# Custodians



## Jolly Roger Studio (Nov 2, 2010)

Currently working on this:


----------



## KhainiteAssassin (Mar 18, 2009)

looking good, howd ya make em? Nongw kits? or kitbashing?


----------



## crimson skull (Aug 3, 2008)

Fantastic work i love the highlighting on the gold they look awesome.


----------



## arumichic (May 14, 2011)

Ahhhh!!! It's soooo....gold....and garish!!!
I mean you've done well with it, it being gold and all, but it's just wayyyyy too much gold IMO. I like the guy in the middle in the first picture since there's some color other than gold that breaks him up a bit. But again that's me. Overall, very well done.


----------



## Count_the_Seven (May 19, 2010)

As a WIP these are stunning, but as arumichic says, there needs to be more colour throughout to break up the gold. But I reckon you know that and we'll see the results in subsequent shots. 

The gold seems to be sprayed on - does that include the highlights? It really is a great job... I think the bases look great as well: did you make these or order them from somewhere?

Hope to see updates on these guys soon!

+Rep

CtS


----------



## imm0rtal reaper (Jul 15, 2008)

Excellent work so far. Are these the scribor kits? What's the size like compared to regular marines?

## Written problem
Continue the forum thread about the gold Custodians miniatures from where it stops.

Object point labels
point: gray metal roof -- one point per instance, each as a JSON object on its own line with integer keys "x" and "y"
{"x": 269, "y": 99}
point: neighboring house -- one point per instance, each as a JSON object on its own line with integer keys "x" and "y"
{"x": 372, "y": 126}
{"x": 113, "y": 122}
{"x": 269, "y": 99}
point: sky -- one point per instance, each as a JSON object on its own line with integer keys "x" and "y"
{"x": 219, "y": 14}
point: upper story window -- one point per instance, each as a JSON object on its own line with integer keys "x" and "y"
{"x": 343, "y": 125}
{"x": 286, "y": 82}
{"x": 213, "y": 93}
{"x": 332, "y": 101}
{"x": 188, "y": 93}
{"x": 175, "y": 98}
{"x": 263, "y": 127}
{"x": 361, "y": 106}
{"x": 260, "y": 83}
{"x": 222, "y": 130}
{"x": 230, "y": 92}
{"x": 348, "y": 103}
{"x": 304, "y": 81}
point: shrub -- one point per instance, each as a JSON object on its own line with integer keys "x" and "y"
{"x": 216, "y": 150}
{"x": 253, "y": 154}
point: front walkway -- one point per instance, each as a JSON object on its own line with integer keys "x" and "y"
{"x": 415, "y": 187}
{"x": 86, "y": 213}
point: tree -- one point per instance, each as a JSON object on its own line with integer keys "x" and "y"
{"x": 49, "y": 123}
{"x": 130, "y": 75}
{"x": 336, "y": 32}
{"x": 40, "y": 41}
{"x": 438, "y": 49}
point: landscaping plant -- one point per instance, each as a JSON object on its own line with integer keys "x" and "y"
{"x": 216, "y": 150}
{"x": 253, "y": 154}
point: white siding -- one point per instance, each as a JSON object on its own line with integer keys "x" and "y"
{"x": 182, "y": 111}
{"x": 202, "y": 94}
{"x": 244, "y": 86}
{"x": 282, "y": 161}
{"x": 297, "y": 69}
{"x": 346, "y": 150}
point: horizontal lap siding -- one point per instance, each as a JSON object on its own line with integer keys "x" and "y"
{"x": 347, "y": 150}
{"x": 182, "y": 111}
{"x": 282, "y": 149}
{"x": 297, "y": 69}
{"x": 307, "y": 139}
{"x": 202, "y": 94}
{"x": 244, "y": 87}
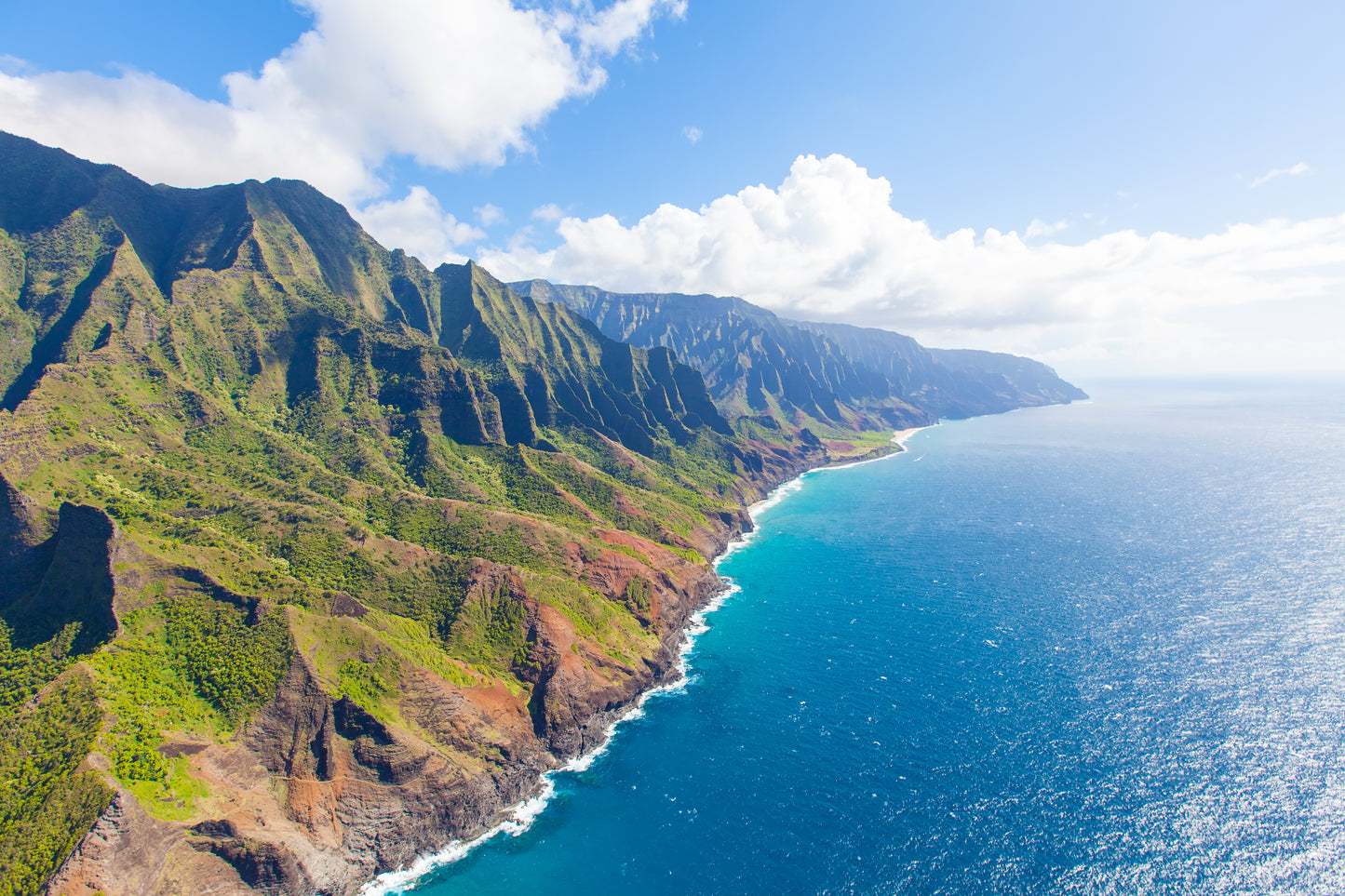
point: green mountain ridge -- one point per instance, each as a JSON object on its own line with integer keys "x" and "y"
{"x": 836, "y": 374}
{"x": 316, "y": 558}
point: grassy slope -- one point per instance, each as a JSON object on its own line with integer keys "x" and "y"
{"x": 281, "y": 416}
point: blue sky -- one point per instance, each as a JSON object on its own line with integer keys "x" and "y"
{"x": 1090, "y": 130}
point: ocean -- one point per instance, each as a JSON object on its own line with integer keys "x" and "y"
{"x": 1085, "y": 649}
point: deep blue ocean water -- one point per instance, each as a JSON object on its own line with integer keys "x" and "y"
{"x": 1090, "y": 649}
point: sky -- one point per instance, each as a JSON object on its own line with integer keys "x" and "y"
{"x": 1114, "y": 189}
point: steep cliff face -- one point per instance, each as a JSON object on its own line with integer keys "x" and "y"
{"x": 755, "y": 362}
{"x": 752, "y": 361}
{"x": 951, "y": 382}
{"x": 322, "y": 557}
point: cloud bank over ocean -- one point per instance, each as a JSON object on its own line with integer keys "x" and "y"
{"x": 422, "y": 84}
{"x": 826, "y": 244}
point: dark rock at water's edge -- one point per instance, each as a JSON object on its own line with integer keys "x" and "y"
{"x": 320, "y": 555}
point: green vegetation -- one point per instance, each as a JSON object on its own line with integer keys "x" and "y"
{"x": 232, "y": 663}
{"x": 46, "y": 806}
{"x": 287, "y": 440}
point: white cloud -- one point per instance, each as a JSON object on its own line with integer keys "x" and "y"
{"x": 490, "y": 214}
{"x": 1040, "y": 228}
{"x": 420, "y": 225}
{"x": 622, "y": 23}
{"x": 1279, "y": 172}
{"x": 550, "y": 211}
{"x": 451, "y": 84}
{"x": 827, "y": 245}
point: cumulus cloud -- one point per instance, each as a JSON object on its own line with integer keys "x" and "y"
{"x": 1279, "y": 172}
{"x": 451, "y": 84}
{"x": 420, "y": 225}
{"x": 1039, "y": 228}
{"x": 827, "y": 245}
{"x": 490, "y": 214}
{"x": 550, "y": 211}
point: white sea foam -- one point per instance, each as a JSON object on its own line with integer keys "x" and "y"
{"x": 519, "y": 817}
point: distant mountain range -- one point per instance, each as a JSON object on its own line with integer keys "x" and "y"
{"x": 314, "y": 558}
{"x": 758, "y": 364}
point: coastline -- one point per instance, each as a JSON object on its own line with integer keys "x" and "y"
{"x": 518, "y": 818}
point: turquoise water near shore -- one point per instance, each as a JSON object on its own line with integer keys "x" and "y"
{"x": 1090, "y": 649}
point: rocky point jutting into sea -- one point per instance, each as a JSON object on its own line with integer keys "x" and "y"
{"x": 317, "y": 558}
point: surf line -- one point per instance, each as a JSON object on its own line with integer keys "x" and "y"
{"x": 519, "y": 817}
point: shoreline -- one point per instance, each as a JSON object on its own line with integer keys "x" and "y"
{"x": 519, "y": 818}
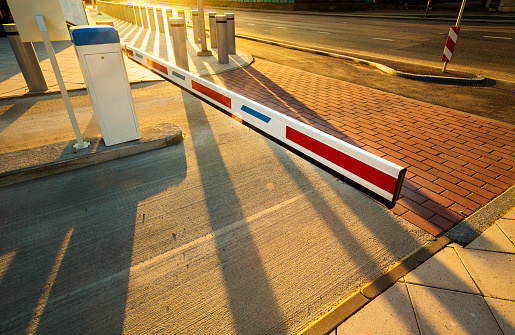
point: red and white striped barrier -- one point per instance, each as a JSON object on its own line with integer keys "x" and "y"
{"x": 373, "y": 174}
{"x": 451, "y": 42}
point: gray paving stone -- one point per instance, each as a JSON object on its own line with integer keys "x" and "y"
{"x": 449, "y": 312}
{"x": 444, "y": 270}
{"x": 389, "y": 313}
{"x": 510, "y": 215}
{"x": 504, "y": 312}
{"x": 493, "y": 239}
{"x": 492, "y": 271}
{"x": 508, "y": 228}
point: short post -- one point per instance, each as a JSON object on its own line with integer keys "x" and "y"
{"x": 105, "y": 23}
{"x": 177, "y": 27}
{"x": 457, "y": 26}
{"x": 81, "y": 144}
{"x": 212, "y": 29}
{"x": 127, "y": 14}
{"x": 132, "y": 19}
{"x": 221, "y": 29}
{"x": 98, "y": 50}
{"x": 231, "y": 34}
{"x": 138, "y": 16}
{"x": 169, "y": 15}
{"x": 144, "y": 18}
{"x": 160, "y": 23}
{"x": 27, "y": 59}
{"x": 196, "y": 26}
{"x": 151, "y": 18}
{"x": 181, "y": 13}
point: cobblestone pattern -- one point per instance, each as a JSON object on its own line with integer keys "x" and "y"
{"x": 456, "y": 162}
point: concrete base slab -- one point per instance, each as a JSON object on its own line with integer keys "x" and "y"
{"x": 28, "y": 164}
{"x": 449, "y": 312}
{"x": 390, "y": 313}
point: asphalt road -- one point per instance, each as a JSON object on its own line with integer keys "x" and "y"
{"x": 491, "y": 99}
{"x": 410, "y": 41}
{"x": 225, "y": 232}
{"x": 485, "y": 49}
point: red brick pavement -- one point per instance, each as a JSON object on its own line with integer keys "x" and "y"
{"x": 456, "y": 162}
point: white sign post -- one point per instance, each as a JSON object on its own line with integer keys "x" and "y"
{"x": 41, "y": 20}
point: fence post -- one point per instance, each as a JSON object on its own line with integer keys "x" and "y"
{"x": 177, "y": 25}
{"x": 231, "y": 34}
{"x": 212, "y": 29}
{"x": 27, "y": 59}
{"x": 196, "y": 26}
{"x": 221, "y": 29}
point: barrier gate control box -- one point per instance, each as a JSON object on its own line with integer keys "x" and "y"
{"x": 100, "y": 57}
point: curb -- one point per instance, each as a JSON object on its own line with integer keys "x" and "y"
{"x": 155, "y": 137}
{"x": 470, "y": 228}
{"x": 450, "y": 18}
{"x": 381, "y": 67}
{"x": 352, "y": 304}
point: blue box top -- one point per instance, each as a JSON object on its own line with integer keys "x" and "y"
{"x": 91, "y": 35}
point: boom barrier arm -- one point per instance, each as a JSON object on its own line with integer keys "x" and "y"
{"x": 370, "y": 173}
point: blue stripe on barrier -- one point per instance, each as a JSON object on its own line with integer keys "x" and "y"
{"x": 256, "y": 114}
{"x": 178, "y": 75}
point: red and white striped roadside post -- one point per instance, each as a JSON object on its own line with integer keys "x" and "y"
{"x": 451, "y": 39}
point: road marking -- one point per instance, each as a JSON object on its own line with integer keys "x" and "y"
{"x": 383, "y": 39}
{"x": 498, "y": 37}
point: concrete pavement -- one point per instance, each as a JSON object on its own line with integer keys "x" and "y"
{"x": 132, "y": 274}
{"x": 461, "y": 290}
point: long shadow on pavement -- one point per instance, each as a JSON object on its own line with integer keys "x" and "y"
{"x": 251, "y": 298}
{"x": 260, "y": 88}
{"x": 72, "y": 238}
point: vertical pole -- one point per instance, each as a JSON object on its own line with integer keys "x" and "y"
{"x": 177, "y": 25}
{"x": 231, "y": 38}
{"x": 202, "y": 27}
{"x": 169, "y": 15}
{"x": 53, "y": 60}
{"x": 457, "y": 25}
{"x": 181, "y": 13}
{"x": 461, "y": 13}
{"x": 196, "y": 28}
{"x": 221, "y": 34}
{"x": 427, "y": 7}
{"x": 27, "y": 59}
{"x": 160, "y": 23}
{"x": 144, "y": 18}
{"x": 151, "y": 18}
{"x": 212, "y": 29}
{"x": 138, "y": 15}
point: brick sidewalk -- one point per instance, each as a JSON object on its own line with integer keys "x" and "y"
{"x": 456, "y": 162}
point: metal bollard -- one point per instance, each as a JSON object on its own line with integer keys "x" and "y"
{"x": 126, "y": 13}
{"x": 160, "y": 23}
{"x": 196, "y": 26}
{"x": 138, "y": 15}
{"x": 181, "y": 13}
{"x": 27, "y": 59}
{"x": 212, "y": 29}
{"x": 221, "y": 36}
{"x": 105, "y": 23}
{"x": 177, "y": 27}
{"x": 151, "y": 18}
{"x": 144, "y": 19}
{"x": 131, "y": 13}
{"x": 231, "y": 34}
{"x": 168, "y": 16}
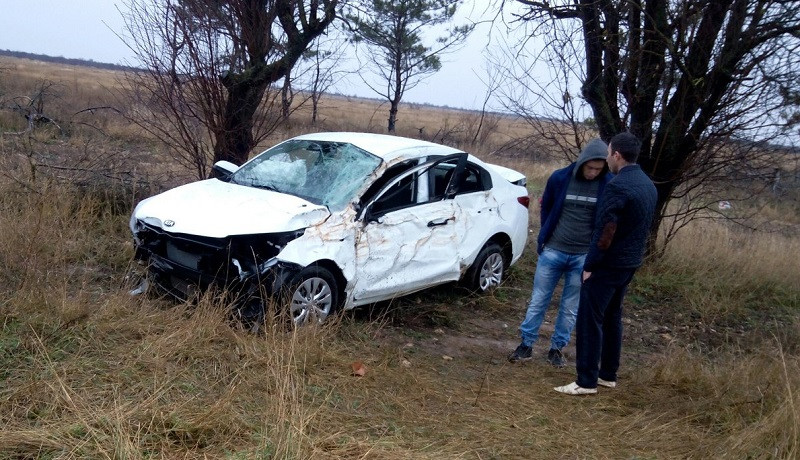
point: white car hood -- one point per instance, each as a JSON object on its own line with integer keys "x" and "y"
{"x": 217, "y": 209}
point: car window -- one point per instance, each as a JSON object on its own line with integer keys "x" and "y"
{"x": 327, "y": 173}
{"x": 473, "y": 179}
{"x": 400, "y": 195}
{"x": 411, "y": 183}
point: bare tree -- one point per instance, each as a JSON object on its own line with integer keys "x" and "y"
{"x": 683, "y": 75}
{"x": 208, "y": 66}
{"x": 393, "y": 33}
{"x": 324, "y": 59}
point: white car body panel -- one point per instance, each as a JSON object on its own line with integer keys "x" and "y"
{"x": 217, "y": 209}
{"x": 395, "y": 254}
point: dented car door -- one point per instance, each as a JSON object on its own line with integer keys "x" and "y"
{"x": 408, "y": 240}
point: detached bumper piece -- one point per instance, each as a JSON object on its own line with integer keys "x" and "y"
{"x": 185, "y": 265}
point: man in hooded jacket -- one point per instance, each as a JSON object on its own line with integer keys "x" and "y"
{"x": 567, "y": 218}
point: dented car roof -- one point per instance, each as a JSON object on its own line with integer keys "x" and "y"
{"x": 384, "y": 146}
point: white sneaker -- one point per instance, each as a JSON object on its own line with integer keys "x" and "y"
{"x": 575, "y": 390}
{"x": 606, "y": 383}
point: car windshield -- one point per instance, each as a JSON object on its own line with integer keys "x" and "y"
{"x": 327, "y": 173}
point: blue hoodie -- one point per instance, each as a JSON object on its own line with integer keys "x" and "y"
{"x": 555, "y": 191}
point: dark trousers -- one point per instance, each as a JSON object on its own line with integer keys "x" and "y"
{"x": 598, "y": 330}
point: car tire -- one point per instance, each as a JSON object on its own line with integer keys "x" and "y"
{"x": 489, "y": 269}
{"x": 313, "y": 295}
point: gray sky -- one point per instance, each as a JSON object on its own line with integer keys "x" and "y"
{"x": 85, "y": 29}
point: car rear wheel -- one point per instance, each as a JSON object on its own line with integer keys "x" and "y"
{"x": 313, "y": 295}
{"x": 488, "y": 270}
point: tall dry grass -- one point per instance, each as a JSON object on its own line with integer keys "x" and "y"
{"x": 86, "y": 371}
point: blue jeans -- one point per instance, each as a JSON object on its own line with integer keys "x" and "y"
{"x": 599, "y": 334}
{"x": 552, "y": 265}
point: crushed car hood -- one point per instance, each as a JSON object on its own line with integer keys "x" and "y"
{"x": 218, "y": 209}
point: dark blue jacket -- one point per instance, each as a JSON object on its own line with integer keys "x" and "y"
{"x": 623, "y": 219}
{"x": 553, "y": 199}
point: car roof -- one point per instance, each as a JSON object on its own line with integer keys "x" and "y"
{"x": 387, "y": 147}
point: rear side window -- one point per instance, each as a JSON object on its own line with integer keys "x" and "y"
{"x": 474, "y": 179}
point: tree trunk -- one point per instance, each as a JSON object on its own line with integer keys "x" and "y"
{"x": 235, "y": 140}
{"x": 393, "y": 116}
{"x": 286, "y": 96}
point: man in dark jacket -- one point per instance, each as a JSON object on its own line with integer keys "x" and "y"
{"x": 624, "y": 216}
{"x": 567, "y": 217}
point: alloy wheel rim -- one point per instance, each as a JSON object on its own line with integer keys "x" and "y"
{"x": 313, "y": 298}
{"x": 491, "y": 271}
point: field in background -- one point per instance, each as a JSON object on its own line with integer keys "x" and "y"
{"x": 711, "y": 361}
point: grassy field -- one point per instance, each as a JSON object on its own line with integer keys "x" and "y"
{"x": 711, "y": 359}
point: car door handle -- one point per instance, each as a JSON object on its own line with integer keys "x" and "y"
{"x": 436, "y": 223}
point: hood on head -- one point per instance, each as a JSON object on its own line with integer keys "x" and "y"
{"x": 596, "y": 149}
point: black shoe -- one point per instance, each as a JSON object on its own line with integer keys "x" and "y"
{"x": 522, "y": 353}
{"x": 555, "y": 358}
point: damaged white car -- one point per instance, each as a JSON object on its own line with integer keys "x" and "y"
{"x": 334, "y": 221}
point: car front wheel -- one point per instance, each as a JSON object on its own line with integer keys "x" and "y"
{"x": 488, "y": 270}
{"x": 313, "y": 295}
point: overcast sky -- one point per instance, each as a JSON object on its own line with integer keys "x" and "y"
{"x": 87, "y": 29}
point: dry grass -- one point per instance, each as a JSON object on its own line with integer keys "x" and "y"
{"x": 87, "y": 371}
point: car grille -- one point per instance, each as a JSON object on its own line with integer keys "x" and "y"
{"x": 208, "y": 256}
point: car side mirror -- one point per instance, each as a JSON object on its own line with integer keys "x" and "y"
{"x": 224, "y": 169}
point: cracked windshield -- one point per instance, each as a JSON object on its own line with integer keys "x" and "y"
{"x": 327, "y": 173}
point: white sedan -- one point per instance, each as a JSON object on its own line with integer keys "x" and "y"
{"x": 336, "y": 220}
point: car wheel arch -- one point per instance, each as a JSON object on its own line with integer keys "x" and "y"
{"x": 504, "y": 241}
{"x": 472, "y": 274}
{"x": 338, "y": 275}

## Output
----------



## Jolly Roger Studio (Nov 2, 2010)

Thanks for comments.

Custodians are commission work. Our client had great idea to combine Scibor minis with grey knights bits.

minis are biger than standard marine (35mm form feet to eye)

Bases are from Micro Art Studio

Basecoat is airbrushed with vallejo liquid gold. Washs and higlight are handpainted.


----------



## godzy (Jun 5, 2008)

AMOOOZIN!
Keep up the good work. I'd love to see more of them up close.


----------



## elmir (Apr 14, 2011)

Sick work so far. I'm sure the gold will end up being balanced once the secondary colors start getting applied. What will you be adding as secondary colours apart from red? 

Also, wonderfull job on those metallics. Very smooth transitions on that dread. + rep for that. 

One final question: is your client intending to use them as a count as: GK army?


----------



## TheReverend (Dec 2, 2007)

mate, these look amazing, i really envy your courage to tackle so much gold, it's my least favourite colour to paint!!

my only one criticism isn't about the paint at all, it's more a fluff issue. A couple of your guys are helmetless. I'm pretty sure every text I've read concerning Custodes says they never take their helmets off in public. 

someone let me know if I'm wrong though.

Rev


----------



## fatmantis (Jun 26, 2009)

simply superb, loving the gold!!!!!!!!!!! repage!!!!!!!!!!!!!!


----------



## Jolly Roger Studio (Nov 2, 2010)

Hello 

some new pics


----------



## shaantitus (Aug 3, 2009)

Absolutely magnificent. Your customer will be most satisfied.


----------



## Viscount Vash (Jan 3, 2007)

Great to see some in progress shots of some of your work.

Awesome stuff as always.


----------



## Something Yellow (Nov 22, 2009)

WOOOOOOOW that's fresh! I've never seen anything like this! These are a little "too" good.. I suspect witchcraft


----------



## khrone forever (Dec 13, 2010)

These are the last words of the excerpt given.